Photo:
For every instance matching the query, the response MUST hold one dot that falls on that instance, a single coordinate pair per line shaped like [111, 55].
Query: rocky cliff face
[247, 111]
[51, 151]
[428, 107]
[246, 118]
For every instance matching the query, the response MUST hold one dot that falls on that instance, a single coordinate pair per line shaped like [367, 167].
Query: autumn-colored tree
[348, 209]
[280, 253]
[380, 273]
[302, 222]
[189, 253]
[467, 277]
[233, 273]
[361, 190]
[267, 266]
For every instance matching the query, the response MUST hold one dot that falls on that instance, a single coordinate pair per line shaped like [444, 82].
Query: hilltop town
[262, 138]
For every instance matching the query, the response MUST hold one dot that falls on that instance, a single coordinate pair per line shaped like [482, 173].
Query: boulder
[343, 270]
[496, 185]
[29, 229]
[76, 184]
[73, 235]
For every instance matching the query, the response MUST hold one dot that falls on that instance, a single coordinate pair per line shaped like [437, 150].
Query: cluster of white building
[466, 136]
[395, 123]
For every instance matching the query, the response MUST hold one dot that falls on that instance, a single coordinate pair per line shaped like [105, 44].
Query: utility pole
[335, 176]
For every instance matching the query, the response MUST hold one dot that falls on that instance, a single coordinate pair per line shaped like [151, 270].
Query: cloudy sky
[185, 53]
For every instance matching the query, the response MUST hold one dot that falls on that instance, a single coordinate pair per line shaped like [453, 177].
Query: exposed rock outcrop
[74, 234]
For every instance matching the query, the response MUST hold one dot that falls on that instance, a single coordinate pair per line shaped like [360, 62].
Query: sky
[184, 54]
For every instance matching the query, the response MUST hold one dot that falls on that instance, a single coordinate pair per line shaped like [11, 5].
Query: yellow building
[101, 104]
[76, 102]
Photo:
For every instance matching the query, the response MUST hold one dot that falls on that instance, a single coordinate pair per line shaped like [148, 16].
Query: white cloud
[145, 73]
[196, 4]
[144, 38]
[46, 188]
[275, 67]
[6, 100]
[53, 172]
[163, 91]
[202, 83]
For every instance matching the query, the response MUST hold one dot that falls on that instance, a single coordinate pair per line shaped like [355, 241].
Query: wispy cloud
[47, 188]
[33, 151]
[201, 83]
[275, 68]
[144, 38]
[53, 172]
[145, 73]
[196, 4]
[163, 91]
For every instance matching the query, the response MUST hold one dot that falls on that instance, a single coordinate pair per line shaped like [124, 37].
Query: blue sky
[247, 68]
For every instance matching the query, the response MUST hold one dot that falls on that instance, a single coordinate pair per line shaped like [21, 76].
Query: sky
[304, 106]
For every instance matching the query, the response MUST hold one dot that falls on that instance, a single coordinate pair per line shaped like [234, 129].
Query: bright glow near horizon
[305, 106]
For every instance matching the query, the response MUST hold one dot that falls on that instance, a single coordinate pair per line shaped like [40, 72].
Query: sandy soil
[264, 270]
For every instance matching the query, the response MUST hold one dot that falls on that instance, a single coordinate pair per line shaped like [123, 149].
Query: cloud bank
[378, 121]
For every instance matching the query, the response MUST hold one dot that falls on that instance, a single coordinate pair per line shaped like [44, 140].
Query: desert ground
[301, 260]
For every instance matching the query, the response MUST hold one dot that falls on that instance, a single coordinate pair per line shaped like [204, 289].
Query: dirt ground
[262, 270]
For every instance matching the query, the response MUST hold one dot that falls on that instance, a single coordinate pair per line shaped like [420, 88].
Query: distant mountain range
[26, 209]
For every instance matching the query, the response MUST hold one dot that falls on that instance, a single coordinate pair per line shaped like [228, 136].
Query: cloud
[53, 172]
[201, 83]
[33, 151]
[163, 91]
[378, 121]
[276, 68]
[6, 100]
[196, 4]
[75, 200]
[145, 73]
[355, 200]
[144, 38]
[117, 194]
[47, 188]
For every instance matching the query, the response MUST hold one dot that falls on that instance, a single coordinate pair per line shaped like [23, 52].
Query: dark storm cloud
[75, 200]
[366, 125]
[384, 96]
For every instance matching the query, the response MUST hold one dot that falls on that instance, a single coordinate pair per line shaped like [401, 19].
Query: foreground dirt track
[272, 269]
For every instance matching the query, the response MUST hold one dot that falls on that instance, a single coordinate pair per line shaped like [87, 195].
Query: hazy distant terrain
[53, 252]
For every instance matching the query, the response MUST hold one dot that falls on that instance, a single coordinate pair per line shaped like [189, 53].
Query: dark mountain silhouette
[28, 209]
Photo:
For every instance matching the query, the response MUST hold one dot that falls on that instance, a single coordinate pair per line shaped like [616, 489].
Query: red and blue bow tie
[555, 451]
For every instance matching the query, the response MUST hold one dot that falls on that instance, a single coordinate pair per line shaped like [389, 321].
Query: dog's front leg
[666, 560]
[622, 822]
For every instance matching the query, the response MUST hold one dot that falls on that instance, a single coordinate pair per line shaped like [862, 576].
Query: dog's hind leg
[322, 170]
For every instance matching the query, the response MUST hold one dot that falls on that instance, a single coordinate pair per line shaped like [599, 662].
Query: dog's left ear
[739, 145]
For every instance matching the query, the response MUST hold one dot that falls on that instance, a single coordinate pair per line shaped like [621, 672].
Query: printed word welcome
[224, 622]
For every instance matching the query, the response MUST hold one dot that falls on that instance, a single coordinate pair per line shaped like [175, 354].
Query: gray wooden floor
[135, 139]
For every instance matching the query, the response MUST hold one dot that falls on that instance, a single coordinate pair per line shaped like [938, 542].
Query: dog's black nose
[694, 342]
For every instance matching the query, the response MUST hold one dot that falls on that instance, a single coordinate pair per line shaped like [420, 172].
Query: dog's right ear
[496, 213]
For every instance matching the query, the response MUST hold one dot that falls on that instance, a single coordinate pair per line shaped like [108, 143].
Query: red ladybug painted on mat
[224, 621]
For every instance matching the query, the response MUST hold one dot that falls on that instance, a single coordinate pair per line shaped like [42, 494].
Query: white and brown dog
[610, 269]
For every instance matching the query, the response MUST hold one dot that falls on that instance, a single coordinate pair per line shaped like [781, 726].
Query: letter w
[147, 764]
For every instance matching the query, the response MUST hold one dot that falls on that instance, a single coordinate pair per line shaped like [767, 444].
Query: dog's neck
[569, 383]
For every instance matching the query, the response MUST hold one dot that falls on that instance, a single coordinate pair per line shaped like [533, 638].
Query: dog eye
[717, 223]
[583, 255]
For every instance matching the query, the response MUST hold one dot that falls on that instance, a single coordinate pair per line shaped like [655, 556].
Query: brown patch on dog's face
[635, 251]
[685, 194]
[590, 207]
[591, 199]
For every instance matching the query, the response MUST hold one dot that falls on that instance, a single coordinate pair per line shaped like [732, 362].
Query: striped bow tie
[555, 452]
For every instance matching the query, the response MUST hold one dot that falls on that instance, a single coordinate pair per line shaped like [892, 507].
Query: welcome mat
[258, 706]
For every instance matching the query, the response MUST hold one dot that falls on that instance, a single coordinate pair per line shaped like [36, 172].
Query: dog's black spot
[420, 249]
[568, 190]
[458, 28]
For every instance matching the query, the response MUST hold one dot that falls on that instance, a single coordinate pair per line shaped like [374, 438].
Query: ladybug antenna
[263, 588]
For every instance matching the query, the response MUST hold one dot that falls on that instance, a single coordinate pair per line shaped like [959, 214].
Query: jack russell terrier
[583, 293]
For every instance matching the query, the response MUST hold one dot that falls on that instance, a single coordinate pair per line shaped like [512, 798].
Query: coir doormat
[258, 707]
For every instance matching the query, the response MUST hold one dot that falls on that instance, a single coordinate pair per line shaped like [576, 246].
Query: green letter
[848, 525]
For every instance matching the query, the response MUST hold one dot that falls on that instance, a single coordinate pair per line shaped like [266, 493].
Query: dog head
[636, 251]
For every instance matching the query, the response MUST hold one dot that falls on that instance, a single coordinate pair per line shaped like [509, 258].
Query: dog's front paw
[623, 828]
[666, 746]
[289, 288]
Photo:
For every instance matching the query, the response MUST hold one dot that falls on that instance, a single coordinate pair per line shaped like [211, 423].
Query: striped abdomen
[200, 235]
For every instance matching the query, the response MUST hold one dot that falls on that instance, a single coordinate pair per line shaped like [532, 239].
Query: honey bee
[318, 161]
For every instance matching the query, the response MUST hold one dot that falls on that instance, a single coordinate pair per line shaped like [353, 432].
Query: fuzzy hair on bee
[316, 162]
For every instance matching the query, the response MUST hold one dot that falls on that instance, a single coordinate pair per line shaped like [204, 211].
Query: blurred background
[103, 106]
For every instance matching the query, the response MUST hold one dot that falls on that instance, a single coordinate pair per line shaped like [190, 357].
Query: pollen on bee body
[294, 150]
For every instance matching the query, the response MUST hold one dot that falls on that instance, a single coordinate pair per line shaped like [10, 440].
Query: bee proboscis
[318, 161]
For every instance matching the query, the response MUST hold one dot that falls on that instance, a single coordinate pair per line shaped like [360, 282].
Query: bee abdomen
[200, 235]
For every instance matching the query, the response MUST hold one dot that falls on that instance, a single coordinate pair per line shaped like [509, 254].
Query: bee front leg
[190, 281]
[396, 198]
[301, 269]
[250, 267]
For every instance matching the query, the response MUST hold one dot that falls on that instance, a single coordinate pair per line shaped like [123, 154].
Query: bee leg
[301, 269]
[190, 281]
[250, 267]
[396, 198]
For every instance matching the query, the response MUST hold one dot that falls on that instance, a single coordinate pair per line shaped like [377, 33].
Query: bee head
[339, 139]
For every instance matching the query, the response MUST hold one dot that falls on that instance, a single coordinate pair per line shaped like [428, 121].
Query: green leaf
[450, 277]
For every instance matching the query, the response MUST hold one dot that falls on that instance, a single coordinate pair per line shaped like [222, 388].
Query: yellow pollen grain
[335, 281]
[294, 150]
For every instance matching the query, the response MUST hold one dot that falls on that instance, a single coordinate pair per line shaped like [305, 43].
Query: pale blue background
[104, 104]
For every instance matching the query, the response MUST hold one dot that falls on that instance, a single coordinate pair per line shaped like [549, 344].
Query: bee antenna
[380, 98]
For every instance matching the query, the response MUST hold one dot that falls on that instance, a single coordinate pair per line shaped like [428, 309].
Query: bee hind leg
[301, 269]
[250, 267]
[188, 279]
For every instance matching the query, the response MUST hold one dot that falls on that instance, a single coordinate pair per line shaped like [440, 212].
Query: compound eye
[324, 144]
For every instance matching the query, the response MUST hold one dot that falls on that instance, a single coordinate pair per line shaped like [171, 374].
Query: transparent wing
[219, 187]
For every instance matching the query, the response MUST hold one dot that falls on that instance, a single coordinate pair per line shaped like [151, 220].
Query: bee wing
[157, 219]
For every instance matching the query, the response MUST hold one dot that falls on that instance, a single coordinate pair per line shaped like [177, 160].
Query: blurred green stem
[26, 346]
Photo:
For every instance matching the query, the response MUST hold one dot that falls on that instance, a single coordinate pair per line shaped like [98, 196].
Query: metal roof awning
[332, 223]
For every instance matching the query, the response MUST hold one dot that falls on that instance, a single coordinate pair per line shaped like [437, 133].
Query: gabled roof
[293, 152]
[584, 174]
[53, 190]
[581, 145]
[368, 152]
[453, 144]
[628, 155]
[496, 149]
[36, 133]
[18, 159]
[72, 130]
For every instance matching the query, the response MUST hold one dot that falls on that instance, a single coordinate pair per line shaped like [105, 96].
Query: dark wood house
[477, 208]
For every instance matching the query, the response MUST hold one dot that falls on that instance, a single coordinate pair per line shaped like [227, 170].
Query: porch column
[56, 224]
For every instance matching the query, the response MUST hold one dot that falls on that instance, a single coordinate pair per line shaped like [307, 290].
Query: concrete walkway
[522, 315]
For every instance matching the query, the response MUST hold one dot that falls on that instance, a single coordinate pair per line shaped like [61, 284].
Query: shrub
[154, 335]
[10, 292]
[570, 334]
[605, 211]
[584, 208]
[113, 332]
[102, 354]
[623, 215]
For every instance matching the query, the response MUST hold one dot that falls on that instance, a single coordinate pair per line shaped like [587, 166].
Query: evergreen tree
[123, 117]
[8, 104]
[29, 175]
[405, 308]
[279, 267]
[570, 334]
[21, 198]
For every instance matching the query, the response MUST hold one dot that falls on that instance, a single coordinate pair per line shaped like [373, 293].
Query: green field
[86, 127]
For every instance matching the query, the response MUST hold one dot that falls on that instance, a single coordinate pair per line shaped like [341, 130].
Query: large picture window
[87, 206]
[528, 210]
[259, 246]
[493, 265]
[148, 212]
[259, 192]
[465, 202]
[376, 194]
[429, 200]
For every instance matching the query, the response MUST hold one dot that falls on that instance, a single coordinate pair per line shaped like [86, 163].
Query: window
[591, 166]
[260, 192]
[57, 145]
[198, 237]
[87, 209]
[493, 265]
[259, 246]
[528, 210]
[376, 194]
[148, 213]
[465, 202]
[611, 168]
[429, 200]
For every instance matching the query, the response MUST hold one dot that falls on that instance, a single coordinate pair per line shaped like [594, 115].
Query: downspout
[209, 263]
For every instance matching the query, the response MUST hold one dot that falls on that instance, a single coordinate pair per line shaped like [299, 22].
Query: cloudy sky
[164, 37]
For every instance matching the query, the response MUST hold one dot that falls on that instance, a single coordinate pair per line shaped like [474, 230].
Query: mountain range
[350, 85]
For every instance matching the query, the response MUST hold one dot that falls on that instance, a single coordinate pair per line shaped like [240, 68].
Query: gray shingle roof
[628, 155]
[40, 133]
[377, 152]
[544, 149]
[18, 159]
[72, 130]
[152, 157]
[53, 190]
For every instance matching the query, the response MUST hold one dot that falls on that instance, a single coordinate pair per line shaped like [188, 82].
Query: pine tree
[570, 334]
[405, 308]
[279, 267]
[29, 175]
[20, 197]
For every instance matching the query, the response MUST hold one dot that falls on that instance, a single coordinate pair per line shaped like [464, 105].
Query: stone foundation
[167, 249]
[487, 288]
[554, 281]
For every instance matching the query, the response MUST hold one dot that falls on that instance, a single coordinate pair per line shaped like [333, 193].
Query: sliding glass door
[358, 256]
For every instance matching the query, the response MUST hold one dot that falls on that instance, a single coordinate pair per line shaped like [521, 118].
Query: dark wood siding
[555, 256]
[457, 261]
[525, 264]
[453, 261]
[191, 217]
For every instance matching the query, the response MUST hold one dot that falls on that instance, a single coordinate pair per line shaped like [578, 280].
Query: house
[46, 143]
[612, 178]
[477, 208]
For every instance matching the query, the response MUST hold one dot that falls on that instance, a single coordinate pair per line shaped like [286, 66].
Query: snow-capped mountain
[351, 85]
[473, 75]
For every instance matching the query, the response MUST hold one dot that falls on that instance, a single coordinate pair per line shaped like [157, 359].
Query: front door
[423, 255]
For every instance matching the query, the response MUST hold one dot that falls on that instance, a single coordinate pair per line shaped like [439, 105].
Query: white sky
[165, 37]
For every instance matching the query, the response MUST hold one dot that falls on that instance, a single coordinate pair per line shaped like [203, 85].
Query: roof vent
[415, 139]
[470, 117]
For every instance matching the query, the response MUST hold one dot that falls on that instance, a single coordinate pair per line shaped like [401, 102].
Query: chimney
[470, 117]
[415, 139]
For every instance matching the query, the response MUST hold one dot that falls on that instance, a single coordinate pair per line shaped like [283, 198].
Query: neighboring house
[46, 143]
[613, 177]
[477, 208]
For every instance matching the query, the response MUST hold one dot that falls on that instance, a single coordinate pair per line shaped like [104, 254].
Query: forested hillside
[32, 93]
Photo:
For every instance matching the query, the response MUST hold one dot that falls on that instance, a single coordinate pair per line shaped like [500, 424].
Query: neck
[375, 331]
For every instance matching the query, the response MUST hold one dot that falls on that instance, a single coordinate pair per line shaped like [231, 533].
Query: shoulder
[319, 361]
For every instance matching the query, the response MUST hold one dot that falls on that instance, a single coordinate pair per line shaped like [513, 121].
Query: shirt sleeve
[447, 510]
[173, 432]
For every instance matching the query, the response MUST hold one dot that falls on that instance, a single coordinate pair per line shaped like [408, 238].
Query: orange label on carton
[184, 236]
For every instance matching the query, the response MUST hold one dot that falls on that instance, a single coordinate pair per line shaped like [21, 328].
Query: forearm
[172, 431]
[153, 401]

┄┄┄┄┄┄

= What you have to do =
Can you update the lines of the material from the one containing "like [513, 121]." through the end of the material, rewriting them with "carton" changed to "box" and nothing else altered?

= Exercise result =
For every instance matching the query, the response MUST hold one dot that falls on that instance, a single coordinate pair per line shaped like [513, 121].
Query: shirt sleeve
[447, 510]
[173, 432]
For every instance matching the query, the response MUST hold one dot that falls on that instance, a single coordinate pair per line shaped like [408, 238].
Query: orange label on box
[184, 236]
For every instance matching the query, the response MUST hold one dot that falls on that instance, a single coordinate pair per line shaped like [21, 328].
Query: forearm
[172, 431]
[153, 401]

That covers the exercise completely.